◆ **EXTRAIT RETENU**:
┄┄┄┄┄┄┄┄┄┄
Travailleurs, consommateurs et puis citoyens

« S’ils veulent un responsable, il est devant vous. Qu’ils viennent le chercher. Je réponds au peuple français ». Telles furent les paroles d’Emmanuel Macron devant les membres de sa majorité à l’occasion de ladite « affaire Benalla », feu de paille devenu incendie en quelques jours seulement en juillet dernier. Les mots du chef de l’Etat étaient forts, démocratiques. Seul problème ? La réalité politique et institutionnelle les infirme grandement.

Heureusement ou non, selon les avis, aucun mécanisme concret ne permet aujourd’hui de contester le pouvoir d’un chef de l’Etat autrement que verbalement, rien ne permet de le pousser à rendre des comptes « au peuple français » avant la fin de son mandat.[1] Le président de la Cinquième république est irresponsable de droit, tandis que ses ministres le sont de fait depuis l’avènement du fait majoritaire.

La participation politique de tous. Tel devrait théoriquement être le principe directeur d’une démocratie moderne. Comme démontré dans un précédent article, les mécanismes institutionnels qui régentent notre vie politique n’offrent pourtant que peu de grain à moudre à la volonté populaire, à une réelle « vitalité démocratique » qui permettrait à tous d’avoir le sentiment que les décisions politiques sont prises en leur nom, ou tout de moins dans l’intérêt d’une majorité dont ils pourraient éventuellement faire partie.[2]

Le système politique actuel s’accommode d’ailleurs hautement de cette réalité, peu de mouvements politiques faisant d’une meilleure implication des citoyens le point central de leurs programmes. C’est finalement que les principaux partis de gouvernement, et au premier rang desquels celui actuellement au pouvoir, n’y voit absolument pas une nécessité. S’il refuse promptement l’étiquette néolibérale qui lui est souvent accolée, le macronisme défend en effet, comme d’autres, une idée force du néolibéralisme dans son discours et son action : celle d’une prétendue émancipation des individus par le travail qu’il faudrait favoriser avant tout, et par-dessus tout.
┄┄┄┄┄┄┄┄┄┄
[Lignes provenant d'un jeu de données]

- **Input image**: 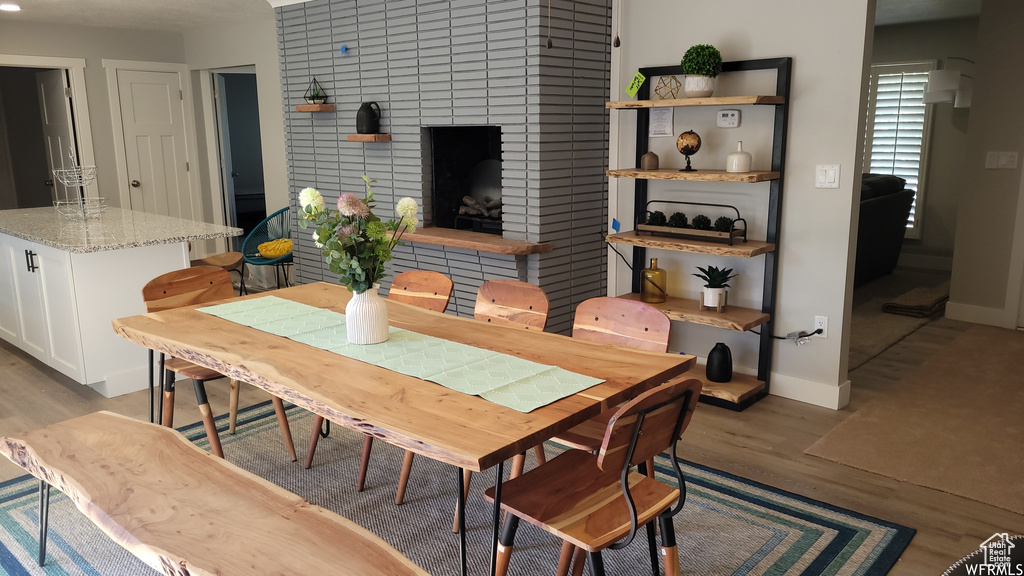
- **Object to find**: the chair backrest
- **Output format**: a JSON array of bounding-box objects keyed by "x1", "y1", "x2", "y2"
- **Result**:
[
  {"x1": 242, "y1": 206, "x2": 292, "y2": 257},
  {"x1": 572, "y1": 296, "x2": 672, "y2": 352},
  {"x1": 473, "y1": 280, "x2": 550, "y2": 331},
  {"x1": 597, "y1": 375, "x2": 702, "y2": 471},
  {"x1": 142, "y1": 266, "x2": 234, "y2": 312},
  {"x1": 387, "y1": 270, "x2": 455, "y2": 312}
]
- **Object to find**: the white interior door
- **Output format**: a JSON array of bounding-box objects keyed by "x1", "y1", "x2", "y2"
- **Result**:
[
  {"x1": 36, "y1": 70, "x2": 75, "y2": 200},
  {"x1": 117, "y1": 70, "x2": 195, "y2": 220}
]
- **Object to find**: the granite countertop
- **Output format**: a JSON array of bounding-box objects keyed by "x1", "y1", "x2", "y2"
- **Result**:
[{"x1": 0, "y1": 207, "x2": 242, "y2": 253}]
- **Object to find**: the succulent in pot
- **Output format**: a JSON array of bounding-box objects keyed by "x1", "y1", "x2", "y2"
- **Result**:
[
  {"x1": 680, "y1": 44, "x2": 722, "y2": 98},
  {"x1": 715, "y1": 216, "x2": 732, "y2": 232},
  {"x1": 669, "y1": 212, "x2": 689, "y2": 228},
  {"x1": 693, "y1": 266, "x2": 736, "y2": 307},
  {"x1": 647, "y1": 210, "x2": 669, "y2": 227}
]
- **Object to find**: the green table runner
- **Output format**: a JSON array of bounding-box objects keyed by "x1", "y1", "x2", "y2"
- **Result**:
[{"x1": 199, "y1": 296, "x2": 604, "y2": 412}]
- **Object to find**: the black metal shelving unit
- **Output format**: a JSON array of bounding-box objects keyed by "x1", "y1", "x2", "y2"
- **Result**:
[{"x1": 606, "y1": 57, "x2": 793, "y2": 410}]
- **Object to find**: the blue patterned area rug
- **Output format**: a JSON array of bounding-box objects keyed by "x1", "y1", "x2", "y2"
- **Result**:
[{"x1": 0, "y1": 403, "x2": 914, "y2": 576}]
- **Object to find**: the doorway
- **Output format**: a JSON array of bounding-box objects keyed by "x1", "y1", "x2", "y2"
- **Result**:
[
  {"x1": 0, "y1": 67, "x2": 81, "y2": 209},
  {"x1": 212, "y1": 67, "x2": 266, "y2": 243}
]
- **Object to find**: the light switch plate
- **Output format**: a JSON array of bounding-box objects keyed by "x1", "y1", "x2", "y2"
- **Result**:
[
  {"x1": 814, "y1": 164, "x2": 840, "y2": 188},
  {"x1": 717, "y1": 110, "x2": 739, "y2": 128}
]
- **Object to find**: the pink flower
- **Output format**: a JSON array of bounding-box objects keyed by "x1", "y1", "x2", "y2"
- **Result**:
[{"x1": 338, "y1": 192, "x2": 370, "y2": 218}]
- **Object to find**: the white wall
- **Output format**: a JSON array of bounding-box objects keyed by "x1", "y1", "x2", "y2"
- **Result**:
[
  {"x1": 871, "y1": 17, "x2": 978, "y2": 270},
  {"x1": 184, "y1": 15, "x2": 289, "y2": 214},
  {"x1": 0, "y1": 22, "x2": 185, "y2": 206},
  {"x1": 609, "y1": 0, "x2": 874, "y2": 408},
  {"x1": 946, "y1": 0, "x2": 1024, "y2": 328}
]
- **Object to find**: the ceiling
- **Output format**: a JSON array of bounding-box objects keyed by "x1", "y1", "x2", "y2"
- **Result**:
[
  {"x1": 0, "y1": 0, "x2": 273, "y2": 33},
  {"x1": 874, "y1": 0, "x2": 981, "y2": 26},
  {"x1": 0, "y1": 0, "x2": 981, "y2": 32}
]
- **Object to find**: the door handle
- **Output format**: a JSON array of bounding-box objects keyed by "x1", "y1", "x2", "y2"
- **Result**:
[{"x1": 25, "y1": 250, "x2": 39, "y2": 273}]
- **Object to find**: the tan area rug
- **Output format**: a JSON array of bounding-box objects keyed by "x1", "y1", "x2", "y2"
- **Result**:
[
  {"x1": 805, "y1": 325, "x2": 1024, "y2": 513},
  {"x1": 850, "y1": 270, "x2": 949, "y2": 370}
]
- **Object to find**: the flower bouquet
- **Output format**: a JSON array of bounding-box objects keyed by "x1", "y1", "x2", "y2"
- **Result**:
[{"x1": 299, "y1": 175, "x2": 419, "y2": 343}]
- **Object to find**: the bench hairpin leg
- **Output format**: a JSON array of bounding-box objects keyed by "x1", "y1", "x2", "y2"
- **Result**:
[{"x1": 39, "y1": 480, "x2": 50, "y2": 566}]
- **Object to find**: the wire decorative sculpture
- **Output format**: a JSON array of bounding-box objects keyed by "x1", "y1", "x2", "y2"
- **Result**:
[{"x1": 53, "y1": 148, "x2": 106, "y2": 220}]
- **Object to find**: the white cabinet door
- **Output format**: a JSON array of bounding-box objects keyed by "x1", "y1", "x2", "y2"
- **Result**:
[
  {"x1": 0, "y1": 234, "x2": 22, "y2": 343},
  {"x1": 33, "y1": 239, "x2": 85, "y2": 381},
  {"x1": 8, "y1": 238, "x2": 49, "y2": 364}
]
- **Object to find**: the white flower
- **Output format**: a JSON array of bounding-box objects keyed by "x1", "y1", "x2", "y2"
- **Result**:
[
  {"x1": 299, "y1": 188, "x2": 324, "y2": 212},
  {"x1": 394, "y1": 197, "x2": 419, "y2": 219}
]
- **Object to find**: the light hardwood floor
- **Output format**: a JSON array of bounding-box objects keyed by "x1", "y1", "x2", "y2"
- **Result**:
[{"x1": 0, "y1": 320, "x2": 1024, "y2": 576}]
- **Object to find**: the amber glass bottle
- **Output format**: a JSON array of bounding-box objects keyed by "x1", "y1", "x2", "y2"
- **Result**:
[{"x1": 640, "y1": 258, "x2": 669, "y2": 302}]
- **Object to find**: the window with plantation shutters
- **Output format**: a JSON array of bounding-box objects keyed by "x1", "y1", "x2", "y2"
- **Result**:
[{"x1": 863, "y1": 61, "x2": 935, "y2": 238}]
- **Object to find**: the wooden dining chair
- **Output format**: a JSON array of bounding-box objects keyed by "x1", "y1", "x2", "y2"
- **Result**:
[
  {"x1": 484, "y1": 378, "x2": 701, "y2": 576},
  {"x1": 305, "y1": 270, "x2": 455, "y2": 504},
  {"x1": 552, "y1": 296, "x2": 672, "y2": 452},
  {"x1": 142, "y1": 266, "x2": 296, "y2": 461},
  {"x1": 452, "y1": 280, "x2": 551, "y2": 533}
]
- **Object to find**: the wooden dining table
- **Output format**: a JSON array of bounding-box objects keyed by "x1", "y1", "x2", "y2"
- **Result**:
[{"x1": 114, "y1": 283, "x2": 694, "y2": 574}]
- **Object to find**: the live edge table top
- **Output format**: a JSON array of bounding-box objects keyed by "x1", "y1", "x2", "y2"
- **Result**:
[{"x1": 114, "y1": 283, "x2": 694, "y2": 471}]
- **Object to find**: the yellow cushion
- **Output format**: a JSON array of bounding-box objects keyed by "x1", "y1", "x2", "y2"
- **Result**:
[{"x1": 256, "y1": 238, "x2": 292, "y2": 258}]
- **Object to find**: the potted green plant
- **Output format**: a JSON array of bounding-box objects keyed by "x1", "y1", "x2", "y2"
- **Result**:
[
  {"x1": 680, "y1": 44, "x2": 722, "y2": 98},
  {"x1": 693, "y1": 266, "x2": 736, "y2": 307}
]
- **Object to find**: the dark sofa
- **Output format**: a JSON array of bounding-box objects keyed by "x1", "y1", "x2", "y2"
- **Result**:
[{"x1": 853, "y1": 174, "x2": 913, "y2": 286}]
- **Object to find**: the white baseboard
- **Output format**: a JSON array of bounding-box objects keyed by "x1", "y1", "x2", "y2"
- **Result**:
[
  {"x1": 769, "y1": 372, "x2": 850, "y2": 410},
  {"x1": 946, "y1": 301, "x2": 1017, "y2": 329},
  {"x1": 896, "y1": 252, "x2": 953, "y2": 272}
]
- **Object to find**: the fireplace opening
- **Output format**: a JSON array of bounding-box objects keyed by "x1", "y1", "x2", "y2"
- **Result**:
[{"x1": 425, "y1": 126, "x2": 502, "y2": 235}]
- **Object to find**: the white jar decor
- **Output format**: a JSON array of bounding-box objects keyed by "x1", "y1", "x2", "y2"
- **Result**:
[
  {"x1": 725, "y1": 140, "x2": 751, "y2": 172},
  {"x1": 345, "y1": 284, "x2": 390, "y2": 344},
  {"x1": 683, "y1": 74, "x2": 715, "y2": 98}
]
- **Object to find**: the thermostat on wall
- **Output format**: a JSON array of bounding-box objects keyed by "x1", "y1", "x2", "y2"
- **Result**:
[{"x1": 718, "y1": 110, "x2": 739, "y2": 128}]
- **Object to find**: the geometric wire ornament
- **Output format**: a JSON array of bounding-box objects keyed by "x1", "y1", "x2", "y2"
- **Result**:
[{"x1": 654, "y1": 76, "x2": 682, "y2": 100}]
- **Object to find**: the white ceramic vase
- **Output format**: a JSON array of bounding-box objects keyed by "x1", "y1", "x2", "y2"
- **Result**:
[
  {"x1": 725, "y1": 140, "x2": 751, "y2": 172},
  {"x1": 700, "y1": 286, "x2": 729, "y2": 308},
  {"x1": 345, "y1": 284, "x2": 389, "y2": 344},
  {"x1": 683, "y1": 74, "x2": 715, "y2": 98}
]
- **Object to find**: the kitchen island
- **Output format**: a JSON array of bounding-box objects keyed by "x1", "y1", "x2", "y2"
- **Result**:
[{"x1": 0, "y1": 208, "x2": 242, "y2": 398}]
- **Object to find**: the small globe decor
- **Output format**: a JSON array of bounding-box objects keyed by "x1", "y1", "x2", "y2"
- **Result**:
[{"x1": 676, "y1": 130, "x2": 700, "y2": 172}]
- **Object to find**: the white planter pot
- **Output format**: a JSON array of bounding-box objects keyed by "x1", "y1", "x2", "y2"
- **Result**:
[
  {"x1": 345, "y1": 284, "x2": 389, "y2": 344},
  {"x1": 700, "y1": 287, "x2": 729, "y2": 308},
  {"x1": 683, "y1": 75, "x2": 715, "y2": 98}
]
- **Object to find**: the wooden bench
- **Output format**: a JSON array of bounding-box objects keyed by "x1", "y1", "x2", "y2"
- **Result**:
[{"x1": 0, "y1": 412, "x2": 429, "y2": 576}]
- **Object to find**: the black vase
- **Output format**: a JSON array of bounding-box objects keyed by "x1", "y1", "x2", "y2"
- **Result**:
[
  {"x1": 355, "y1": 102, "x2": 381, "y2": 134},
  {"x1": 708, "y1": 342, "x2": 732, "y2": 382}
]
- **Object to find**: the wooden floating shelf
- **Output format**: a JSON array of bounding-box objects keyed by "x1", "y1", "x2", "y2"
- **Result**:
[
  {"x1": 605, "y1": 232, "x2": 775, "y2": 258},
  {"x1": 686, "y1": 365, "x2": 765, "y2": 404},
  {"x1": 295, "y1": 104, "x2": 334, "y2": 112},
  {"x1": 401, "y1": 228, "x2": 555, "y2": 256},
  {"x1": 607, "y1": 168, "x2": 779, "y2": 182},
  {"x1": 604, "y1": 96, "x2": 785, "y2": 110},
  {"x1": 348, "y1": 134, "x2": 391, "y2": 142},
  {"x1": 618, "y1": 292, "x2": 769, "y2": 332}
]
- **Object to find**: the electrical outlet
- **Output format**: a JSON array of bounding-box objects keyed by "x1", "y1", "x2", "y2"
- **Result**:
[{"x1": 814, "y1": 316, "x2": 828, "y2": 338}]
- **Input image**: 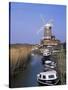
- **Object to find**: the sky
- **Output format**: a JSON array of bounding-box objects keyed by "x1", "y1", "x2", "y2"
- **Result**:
┄┄┄┄┄┄┄┄┄┄
◆ **OBJECTIF DU TRAVAIL**:
Prolongez le texte sur la participation politique des citoyens en reprenant immédiatement après sa dernière phrase. Ces lignes n'interviennent en rien ici.

◆ **RÉPONSE APPORTÉE**:
Cette idée, qui a émergé dans la deuxième moitié du XXème siècle, semble alors hiérarchiser la condition humaine selon ses propres principes. Les individus seraient des travailleurs d’abord, condition leur ouvrant ensuite gracieusement le titre supérieur de consommateurs, et puis finalement, en fin de compte, celui d’électeurs-citoyens. L’action politique est secondaire, mise de côté presque car chasse gardée d’une minorité.

Bien sûr, comme toute mythologie contemporaine, cette idée qui revient sans cesse d’un travail émancipateur a quelque chose de fantasmé, de fondamentalement artificiel et édifié pour de simples besoins d’intérêts, mais elle est efficace et façonne la politique actuelle.[3] L’article qui suit va tenter de le démontrer.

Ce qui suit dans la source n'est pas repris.